Quoted text:

Begin

I had fun making this. It is always fun to make something special for someone special.


Things have been shutting down as social distancing has been enforced. Rightly so. We just need to stay away from each other . It means I have had time to get things done. I want to make a shocking pink doll for my granddaughter so I spun the acrylic in blue and pink and Navajo plied it. I then did some core spinning with the addition of white acrylic for the doll’s hair. I already have some Navajo plied white. Acrylic is easy to spin and I’d certainly recommend it for a beginner spinner and it’s easy to use when you are learning to core spin.

The other thing I got done was spin up the cold dyed wool plait I made the other week and I plied that with some merino mixed with tussar silk of similar colour. I now have two cakes of that. I had some of my dyed plait left over so I plied that with a nice naturally fawn Finn fleece. I really like the look of that yarn. Not sure what I shall be doing with  that. At the beginning of the year I knew I had to keep spinning because I didn’t have much of a choice in yarns I had spun. The current situation will fix that.

Easter Tree

I am very much a waste not want not person. When I am spinning there are little bits of fleece and fluff which come off and I collect them. I put them in a zip cotton bag and drop it in with the washing machine. It comes out as an egg. I finish it properly by hand felting it. I also save end bits of spun yarn from my projects. Bits that have no big purpose in life but, this time,  they became handy hangers for my felted eggs. I  put a bead on the bottom to weight the eggs and give a bit of visual interest. The twigs are from my peach tree. I put earth in the vase, put in the twigs and then some wood glue on the top to hold them in place. I found my little wooden rabbit and I hung the eggs on the tree.

It fits my décor perfectly and the grandchildren love it. They think it’s great.


It is good to get a good colourway going with plying. It means the yarn you make is totally original. With my latest cakes I have used a wool plait I bought from The Felted Ewe – blue, yellow, green and fawn. One cake I made by plying it with my naturally dyed turmeric and avocado dyed English Leicester fleece. The other spool I plied with  my naturally dyed green tea and sage English Leicester.

It is cheerful yarn with good, bright colours and it reminds me of the parrots and colourful birds we get here in Australia. The cakes look similar but not the same. I now have to work out what I can spin that will go with these colours so I can make something.

Double twist cowl

The green double twist cowl is on size 5 round needles and 200 stitches. I am using honeycomb stitch because I do not have a lot of the green tea and sage leaf dyed wool. That is English Leicester which I spun after I dyed it. It is an olive colour and the phone camera does not pick it up so well. The other one is hand dyed merino tops which is a lovely green.  Cowls are good carry around knitting because you do not have to worry about shaping , bits and big quantities of yarn.

The blue cowl is a mix of hand dyed , spun alpaca and hand dyed spun blue Finn wool. It is very soft. This cowl has 220 stitches on size 5 needles because the yarn is a bit finer. I have used block stitch for that one and the pattern is the same both sides.

End

Point annotations for photos:
Begin

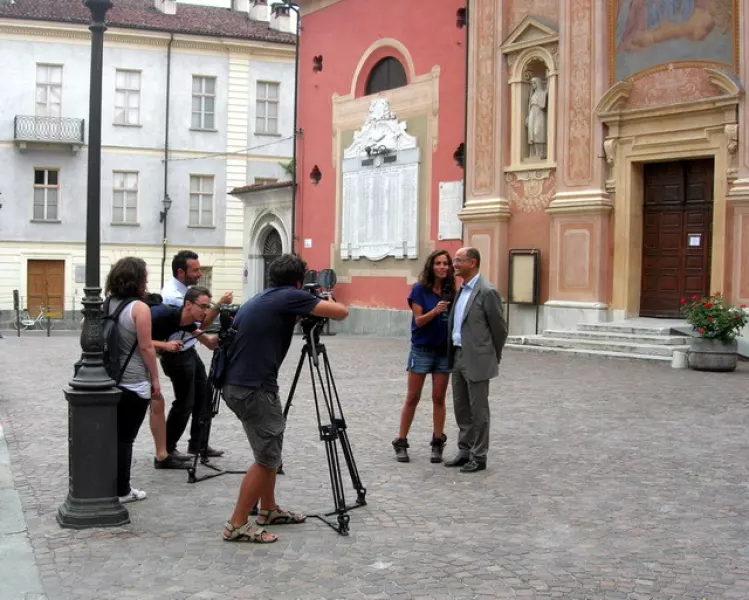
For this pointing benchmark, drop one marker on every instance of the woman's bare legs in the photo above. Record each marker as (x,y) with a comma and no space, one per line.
(413,395)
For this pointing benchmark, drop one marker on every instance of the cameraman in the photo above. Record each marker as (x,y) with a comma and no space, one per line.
(264,328)
(166,321)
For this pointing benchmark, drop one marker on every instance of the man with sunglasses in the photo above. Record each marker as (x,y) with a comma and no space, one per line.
(184,366)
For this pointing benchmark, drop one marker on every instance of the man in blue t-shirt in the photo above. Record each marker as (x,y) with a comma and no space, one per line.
(264,328)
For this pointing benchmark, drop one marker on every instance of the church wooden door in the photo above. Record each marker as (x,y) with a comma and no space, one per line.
(677,235)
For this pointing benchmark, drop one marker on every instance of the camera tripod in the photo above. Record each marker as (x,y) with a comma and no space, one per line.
(330,423)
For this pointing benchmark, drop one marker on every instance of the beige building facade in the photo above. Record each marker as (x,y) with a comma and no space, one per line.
(610,136)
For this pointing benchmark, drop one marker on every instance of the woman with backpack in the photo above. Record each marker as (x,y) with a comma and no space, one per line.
(138,373)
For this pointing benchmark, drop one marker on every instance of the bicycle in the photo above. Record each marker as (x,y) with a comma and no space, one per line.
(25,322)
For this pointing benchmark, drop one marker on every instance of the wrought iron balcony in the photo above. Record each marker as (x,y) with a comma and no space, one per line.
(31,130)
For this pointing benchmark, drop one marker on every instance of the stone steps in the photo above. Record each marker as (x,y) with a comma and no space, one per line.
(633,340)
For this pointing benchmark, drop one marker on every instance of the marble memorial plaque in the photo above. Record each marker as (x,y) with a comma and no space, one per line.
(380,197)
(451,203)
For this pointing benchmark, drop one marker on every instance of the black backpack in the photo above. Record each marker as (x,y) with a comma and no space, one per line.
(111,337)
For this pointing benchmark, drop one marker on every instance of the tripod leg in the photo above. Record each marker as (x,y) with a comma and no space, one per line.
(341,427)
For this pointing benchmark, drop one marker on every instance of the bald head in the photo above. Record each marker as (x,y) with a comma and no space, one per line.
(467,262)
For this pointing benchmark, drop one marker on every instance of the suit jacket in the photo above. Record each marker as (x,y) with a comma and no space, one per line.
(483,332)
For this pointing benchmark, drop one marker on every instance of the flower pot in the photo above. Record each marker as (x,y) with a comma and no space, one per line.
(712,355)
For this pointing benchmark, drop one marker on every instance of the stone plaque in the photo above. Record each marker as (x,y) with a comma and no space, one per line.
(451,203)
(380,190)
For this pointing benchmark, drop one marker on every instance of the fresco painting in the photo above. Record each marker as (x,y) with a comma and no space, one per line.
(655,32)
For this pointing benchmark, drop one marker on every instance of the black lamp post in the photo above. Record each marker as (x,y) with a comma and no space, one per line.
(167,202)
(283,7)
(92,398)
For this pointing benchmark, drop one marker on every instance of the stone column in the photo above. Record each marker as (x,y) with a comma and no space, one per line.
(580,213)
(486,210)
(737,199)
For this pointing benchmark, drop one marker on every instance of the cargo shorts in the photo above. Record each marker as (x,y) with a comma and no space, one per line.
(262,418)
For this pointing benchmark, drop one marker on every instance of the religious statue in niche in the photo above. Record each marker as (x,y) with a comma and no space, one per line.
(535,122)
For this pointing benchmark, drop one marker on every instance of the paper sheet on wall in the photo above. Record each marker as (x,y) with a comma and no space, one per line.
(451,203)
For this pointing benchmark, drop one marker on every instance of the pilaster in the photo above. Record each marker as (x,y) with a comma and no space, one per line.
(237,142)
(580,263)
(486,210)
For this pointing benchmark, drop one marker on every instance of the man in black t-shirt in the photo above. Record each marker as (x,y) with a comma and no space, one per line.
(264,328)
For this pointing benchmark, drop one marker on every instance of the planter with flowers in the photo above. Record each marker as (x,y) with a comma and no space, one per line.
(717,324)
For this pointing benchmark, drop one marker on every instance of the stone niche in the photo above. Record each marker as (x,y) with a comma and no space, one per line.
(380,203)
(531,51)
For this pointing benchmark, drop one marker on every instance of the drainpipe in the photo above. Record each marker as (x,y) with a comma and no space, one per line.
(465,116)
(295,184)
(166,201)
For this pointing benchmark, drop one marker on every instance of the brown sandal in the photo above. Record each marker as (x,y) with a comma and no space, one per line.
(278,516)
(247,533)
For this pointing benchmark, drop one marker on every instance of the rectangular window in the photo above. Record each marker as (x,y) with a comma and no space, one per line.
(203,102)
(201,201)
(127,97)
(125,198)
(48,90)
(46,194)
(266,119)
(206,280)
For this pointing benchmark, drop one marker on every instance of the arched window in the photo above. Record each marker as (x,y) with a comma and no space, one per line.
(387,74)
(272,249)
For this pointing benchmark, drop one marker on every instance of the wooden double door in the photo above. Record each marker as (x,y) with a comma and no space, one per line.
(677,235)
(45,285)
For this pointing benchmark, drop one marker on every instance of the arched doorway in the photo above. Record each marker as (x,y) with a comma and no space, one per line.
(272,249)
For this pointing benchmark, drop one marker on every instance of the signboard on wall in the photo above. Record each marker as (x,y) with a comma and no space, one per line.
(451,203)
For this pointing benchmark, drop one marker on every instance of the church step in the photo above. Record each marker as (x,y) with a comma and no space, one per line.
(631,338)
(588,353)
(628,328)
(604,346)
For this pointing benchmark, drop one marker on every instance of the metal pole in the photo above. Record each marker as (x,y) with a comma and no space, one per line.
(92,398)
(295,184)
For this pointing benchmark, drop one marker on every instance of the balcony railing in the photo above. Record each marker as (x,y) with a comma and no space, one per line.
(50,130)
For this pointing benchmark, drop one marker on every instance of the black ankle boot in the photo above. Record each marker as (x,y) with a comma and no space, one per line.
(401,453)
(438,445)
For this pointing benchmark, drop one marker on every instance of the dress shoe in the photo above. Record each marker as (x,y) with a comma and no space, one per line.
(177,455)
(472,466)
(458,461)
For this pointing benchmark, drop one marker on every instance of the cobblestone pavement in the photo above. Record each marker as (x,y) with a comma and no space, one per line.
(606,480)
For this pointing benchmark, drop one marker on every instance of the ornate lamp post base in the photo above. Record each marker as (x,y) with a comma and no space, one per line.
(92,461)
(92,396)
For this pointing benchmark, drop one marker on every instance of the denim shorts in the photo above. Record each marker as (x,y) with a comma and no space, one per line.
(262,418)
(422,360)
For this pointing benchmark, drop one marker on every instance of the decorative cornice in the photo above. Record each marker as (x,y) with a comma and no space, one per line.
(587,201)
(485,211)
(80,33)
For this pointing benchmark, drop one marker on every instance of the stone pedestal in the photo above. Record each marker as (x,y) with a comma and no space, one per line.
(486,229)
(92,498)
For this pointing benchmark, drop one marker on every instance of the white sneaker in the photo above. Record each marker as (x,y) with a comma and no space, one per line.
(133,496)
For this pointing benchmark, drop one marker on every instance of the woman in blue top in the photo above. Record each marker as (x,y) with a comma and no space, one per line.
(429,300)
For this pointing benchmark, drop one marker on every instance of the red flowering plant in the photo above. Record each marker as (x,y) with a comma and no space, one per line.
(713,318)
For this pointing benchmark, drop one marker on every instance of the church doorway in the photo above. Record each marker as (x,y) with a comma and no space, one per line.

End

Task requirements:
1 > Please list every plant material the spinning post names as a natural dye for fleece.
2 > Resume the spinning post after its final sentence.

Answers to the problems:
1 > turmeric, avocado, green tea, sage

2 >
Natural dyes

This spool is made from naturally dyed English Leicester fleece. I wash the fleece in warm water and then drain. I used a cup of sage leaves and 6 green tea bags and a generous splash of vinegar to make the dye bath. I cooked that on barely simmering for 2 hours and left overnight. I added the fleece in the morning and slowly simmered for two hours. I could have added more sage leaves to get it greener. I then left that all day and then rinsed the fleece out and dried it. It is a light olive green colour and such an attractive colour which is easily obtained. I could have added a couple of drops of green food colouring to change the green slightly had I have wanted to. I don’t like using chemicals and avoid them where possible. Vinegar fixes colour and I tend to use apple cider vinegar but you can use white vinegar or even a bit of balsamic. If you use citric acid it dries the wool out and you have to condition it with hair conditioner or Argan oil spray.
The pictures do not capture the green. It is similar to the Pantone Oasis colour.

Fair Isle beanie and matching cowl

This year I spun the wool for grandson’s beanie and matching cowl just for him. It was a nice thing to do and I used round needles for them both. The dark brown is soft alpaca fleece. The fawn is naturally dyed English Leicester fleece with specks of merino tops colour and a bit of alpaca fleece. The blue is hand dyed merino tops I bought. These are his colours. He loved last year’s beanie and would always run off to get it before we went outside. He wears this style of beanie comfortably and doesn’t take it off. With a two year old that can be an issue. He liked the fluffy cowl I made for his little sister so I have made him his own cowl in garter stitch which can double wrap on a really cold day. It can also be pulled up over his nose if that is necessary. He loves both of them and was delighted to try them on and wear them even though it was hot on the day I too them over to him.His sister loved the beanie too and was happy to model it but she has plenty of beanies which fit her for the time being.
The advantage with homespun yarn and children is that it is relatively waterproof. They do not worry about getting wet so the beanie and cowl offers some protection on rainy days which commercial wool doesn’t.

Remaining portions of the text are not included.